* [YOUR INSTRUCTIONS] Identify every line in the records below that contains the word "instance", and copy each of those lines.

* [STORED DATA]
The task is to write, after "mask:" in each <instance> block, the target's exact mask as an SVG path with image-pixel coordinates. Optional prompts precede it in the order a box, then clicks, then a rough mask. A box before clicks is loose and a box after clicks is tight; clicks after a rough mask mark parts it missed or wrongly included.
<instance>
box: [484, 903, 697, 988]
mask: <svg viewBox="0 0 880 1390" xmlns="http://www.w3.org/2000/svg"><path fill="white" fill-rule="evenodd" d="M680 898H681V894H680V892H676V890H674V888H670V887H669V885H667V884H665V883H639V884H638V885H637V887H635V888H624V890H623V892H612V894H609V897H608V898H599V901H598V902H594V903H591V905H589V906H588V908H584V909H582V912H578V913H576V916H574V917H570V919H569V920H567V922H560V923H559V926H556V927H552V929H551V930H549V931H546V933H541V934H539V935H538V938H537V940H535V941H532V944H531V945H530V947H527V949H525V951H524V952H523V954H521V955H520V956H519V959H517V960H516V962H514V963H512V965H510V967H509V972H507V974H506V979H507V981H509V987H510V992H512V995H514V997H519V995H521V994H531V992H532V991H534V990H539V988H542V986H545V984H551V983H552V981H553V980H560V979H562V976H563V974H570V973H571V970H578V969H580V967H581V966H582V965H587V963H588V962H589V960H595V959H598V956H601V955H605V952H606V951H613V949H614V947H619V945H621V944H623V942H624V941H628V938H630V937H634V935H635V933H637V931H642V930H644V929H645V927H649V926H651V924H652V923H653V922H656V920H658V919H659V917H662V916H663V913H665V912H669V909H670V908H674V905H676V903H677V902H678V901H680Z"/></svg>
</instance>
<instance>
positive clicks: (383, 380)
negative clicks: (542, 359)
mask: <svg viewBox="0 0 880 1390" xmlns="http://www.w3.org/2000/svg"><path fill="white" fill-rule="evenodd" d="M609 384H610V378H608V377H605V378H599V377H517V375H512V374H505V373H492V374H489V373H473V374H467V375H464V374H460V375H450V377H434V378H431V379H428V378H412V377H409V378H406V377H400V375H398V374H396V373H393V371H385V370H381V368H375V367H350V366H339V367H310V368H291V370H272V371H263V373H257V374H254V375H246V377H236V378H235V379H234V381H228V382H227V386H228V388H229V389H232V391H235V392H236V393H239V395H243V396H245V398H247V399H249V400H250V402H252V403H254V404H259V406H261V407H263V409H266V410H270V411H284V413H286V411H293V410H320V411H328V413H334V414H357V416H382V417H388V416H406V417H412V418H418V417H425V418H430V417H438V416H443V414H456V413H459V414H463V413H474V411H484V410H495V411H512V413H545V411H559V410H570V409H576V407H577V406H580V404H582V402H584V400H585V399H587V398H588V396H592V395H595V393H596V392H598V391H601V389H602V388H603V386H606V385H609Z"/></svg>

* [WRITTEN ANSWER]
The task is to write, after "mask:" in each <instance> block, the target's exact mask as an SVG path with image-pixel coordinates. Optional prompts precede it in the order a box, then clicks, then a rough mask. A box before clicks is loose and a box after clicks is tight; clicks after a rough mask mark parts it missed or wrongly included.
<instance>
</instance>
<instance>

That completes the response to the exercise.